My Musings on Health Care, Personal Responsibility, and Charity

I applaud a letter to the editor which was published in the Clarion Ledger. Dr. Starner Jones hit the proverbial nail on the head.

I read some comments about his letter on various websites this evening. Unfortunately, some accused Dr. Jones of racism. Ludicrous! (And actually, the critics’ approach is more racist, as they assume the race of the person based upon the characteristics given when Dr. Jones doesn’t mention race at all.)

Others accused him of tarnishing the medical profession by “passing judgment” on a patient’s behavior. Please! Am I to believe, for example, that if a patient with COPD is smoking a pack of cigarettes a day it is not appropriate for a doctor to disapprove of that person’s actions? Disapproving of a patient’s choices does not equate to lack of care for that patient, after all.

Dr. Jones’ beliefs also do not mean he lacks charity. Rather, those beliefs reflect an understanding that charity should not be forced upon us by our federal government, for that is not the intended function of said government. And after all, forced charity is even in opposition to scripture. As the Apostle Paul wrote in II Corinthians 9:7, “Every man according as he purposeth in his heart, so let him give; not grudgingly, or of necessity: for God loveth a cheerful giver.”

——————

### Exercise requirements
List the topics that the title of the essay above names.

### Data supplied
——————

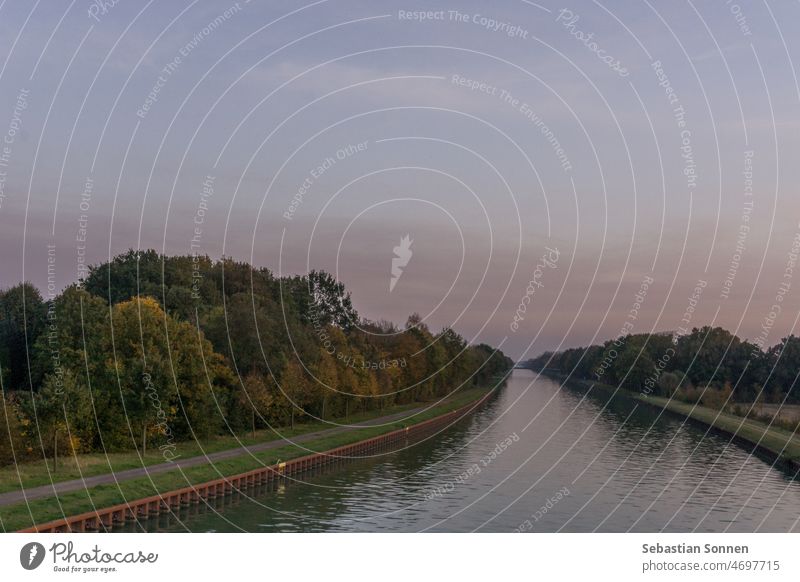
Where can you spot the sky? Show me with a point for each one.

——————

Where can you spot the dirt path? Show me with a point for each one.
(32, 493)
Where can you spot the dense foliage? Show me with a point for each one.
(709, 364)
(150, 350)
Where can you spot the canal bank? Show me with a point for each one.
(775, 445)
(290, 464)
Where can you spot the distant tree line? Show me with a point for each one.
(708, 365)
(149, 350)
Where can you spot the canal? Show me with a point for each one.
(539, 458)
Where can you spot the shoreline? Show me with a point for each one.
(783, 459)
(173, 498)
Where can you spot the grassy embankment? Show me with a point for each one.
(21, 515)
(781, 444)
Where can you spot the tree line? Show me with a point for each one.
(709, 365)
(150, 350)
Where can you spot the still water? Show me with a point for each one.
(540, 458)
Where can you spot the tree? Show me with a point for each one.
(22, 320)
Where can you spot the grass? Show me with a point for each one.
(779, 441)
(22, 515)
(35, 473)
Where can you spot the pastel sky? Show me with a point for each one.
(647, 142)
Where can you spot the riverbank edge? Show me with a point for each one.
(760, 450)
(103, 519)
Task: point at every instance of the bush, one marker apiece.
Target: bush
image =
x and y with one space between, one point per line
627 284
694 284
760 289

——————

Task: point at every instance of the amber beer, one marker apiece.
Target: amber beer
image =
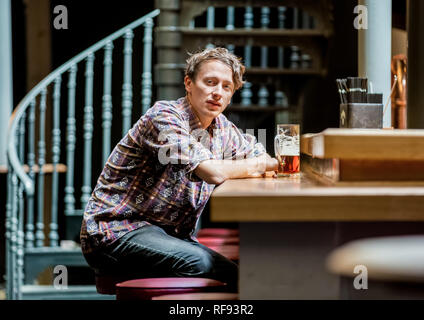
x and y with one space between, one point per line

——————

### Written answer
- Health care
- Personal responsibility
- Charity